[Labeled shape records]
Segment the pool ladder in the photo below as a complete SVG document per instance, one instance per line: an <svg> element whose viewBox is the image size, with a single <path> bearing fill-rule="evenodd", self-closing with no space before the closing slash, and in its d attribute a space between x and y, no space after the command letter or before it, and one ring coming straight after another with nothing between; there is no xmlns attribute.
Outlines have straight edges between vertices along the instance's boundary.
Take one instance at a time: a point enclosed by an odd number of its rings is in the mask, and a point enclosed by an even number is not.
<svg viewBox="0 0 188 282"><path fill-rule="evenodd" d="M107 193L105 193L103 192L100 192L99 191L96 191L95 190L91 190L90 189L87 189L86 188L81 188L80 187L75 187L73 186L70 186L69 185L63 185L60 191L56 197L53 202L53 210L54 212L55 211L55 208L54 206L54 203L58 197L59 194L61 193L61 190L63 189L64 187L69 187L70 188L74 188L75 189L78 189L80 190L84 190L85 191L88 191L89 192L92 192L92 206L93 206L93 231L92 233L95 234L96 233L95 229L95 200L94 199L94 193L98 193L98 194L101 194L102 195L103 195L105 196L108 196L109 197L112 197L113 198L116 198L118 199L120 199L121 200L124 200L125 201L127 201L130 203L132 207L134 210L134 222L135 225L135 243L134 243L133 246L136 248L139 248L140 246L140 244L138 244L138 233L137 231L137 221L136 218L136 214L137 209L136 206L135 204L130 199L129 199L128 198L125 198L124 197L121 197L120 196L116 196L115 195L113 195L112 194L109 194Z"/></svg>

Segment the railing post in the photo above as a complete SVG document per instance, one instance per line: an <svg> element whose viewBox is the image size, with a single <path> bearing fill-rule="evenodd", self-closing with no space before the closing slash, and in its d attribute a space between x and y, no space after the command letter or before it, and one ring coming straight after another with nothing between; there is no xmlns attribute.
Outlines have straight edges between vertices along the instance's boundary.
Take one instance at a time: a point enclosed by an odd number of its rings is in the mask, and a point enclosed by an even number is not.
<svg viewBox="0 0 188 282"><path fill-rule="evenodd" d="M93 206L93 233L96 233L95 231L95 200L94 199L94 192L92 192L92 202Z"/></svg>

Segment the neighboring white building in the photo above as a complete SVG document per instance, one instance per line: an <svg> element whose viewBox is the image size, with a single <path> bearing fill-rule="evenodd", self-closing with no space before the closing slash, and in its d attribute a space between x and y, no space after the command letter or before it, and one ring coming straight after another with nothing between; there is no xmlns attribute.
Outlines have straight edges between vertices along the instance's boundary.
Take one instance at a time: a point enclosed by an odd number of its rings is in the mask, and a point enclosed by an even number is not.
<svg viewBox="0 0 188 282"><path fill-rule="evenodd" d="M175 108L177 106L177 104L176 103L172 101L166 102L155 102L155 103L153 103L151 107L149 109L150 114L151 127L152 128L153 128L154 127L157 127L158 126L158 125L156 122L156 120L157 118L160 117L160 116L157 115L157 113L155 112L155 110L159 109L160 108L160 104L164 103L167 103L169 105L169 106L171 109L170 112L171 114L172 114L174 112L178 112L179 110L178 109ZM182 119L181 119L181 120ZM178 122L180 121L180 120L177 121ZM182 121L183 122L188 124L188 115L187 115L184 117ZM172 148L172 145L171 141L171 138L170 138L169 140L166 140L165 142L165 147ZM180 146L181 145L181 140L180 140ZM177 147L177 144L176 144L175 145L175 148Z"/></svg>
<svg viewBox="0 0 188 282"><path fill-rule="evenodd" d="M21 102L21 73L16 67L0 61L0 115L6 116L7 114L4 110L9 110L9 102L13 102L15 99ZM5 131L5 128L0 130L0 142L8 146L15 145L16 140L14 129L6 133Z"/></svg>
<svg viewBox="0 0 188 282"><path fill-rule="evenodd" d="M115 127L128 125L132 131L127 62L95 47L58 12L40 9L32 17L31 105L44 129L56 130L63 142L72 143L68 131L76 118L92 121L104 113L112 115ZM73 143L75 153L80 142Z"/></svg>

-- The problem --
Copy these lines word for word, from the first line to the last.

-- Reply to the exercise --
Segment the pool ladder in the photo below as a complete SVG document per instance, one instance per line: an <svg> element whose viewBox is the image size, with a single <path> bearing fill-rule="evenodd", self-closing with no space before the closing slash, and in its d attribute a space between x and y, no space after the command letter or before it, and one ring coming straight after another with nothing between; there is no xmlns attribute.
Outlines have straight edges between vertices along the instance's boundary.
Take one instance at a time: a point enclosed by an odd number of its rings is in the mask, and a point enclosed by an even number is not.
<svg viewBox="0 0 188 282"><path fill-rule="evenodd" d="M107 193L105 193L103 192L100 192L99 191L96 191L95 190L91 190L90 189L87 189L86 188L81 188L80 187L75 187L73 186L70 186L69 185L63 185L60 191L56 197L53 202L53 210L54 212L55 211L55 208L54 206L54 203L58 197L59 194L61 193L61 190L63 189L64 187L69 187L70 188L74 188L75 189L78 189L80 190L84 190L85 191L88 191L89 192L92 192L92 206L93 206L93 231L92 233L95 234L96 233L95 229L95 200L94 199L94 193L98 193L98 194L101 194L102 195L103 195L105 196L108 196L109 197L112 197L113 198L116 198L118 199L120 199L121 200L124 200L125 201L127 201L130 203L132 207L134 210L134 222L135 225L135 243L134 243L133 246L136 248L139 248L140 246L140 244L138 244L138 233L137 231L137 221L136 218L136 214L137 209L136 206L135 204L130 199L129 199L128 198L125 198L124 197L121 197L120 196L116 196L115 195L113 195L112 194L109 194Z"/></svg>

Segment the railing post in the photo above as a complete SVG document per instance, one instance per line: an <svg> element whose viewBox is the image size, with a single <path> bearing fill-rule="evenodd", self-closing with no space before the closing slash, and in its d attribute a space between x and y, no space after the command letter or before it, and one ring coming straight after another with nothing between; there is no xmlns attribute.
Outlines have straight edges between vertices along the instance's boundary.
Take one instance at a time: a point enclosed by an odd number of its rings is in the mask, and a point enclosed by an even number is not.
<svg viewBox="0 0 188 282"><path fill-rule="evenodd" d="M93 206L93 233L96 233L95 231L95 200L94 199L94 192L92 192L92 202Z"/></svg>

Segment the neighboring white building in the photo above as a complete SVG document per instance, one instance per line: an <svg> element whose viewBox is the image size, with a single <path> bearing fill-rule="evenodd", self-closing with no space before the closing slash, and in its d attribute a space between x and y, no space after the command letter or before it, and one ring coming straight after another with nothing between; there is no xmlns attribute.
Outlines have straight edges between vertices along the instance's boundary.
Take one instance at a time: a point enclosed by an odd number of its rings is in the mask, and a point enclosed by an even number is not.
<svg viewBox="0 0 188 282"><path fill-rule="evenodd" d="M175 108L177 106L177 104L176 103L172 101L166 102L155 102L155 103L153 103L151 107L149 109L150 114L151 127L152 128L153 128L154 127L157 127L158 126L158 125L156 122L156 120L157 118L160 117L160 116L157 115L157 113L155 112L155 110L159 109L160 108L160 104L164 103L167 103L169 105L169 106L171 109L170 112L171 114L172 114L174 112L178 112L179 110L178 109ZM182 119L181 119L181 120ZM178 122L180 121L180 120L177 121ZM182 121L183 122L188 124L188 115L187 115L184 117ZM172 148L172 145L171 141L171 138L170 138L169 140L166 140L165 142L165 147ZM180 146L181 145L181 140L180 140ZM177 147L177 144L176 144L175 145L175 148Z"/></svg>
<svg viewBox="0 0 188 282"><path fill-rule="evenodd" d="M21 102L21 73L16 67L0 61L0 115L6 116L7 114L4 110L9 110L9 102L13 102L15 99ZM5 131L5 128L0 130L0 142L8 146L15 145L16 140L14 129L6 133Z"/></svg>
<svg viewBox="0 0 188 282"><path fill-rule="evenodd" d="M115 127L128 125L132 131L127 62L95 47L58 12L40 9L32 17L31 105L44 129L56 130L63 142L72 143L68 131L76 118L92 121L104 113L112 115ZM73 143L75 153L80 142Z"/></svg>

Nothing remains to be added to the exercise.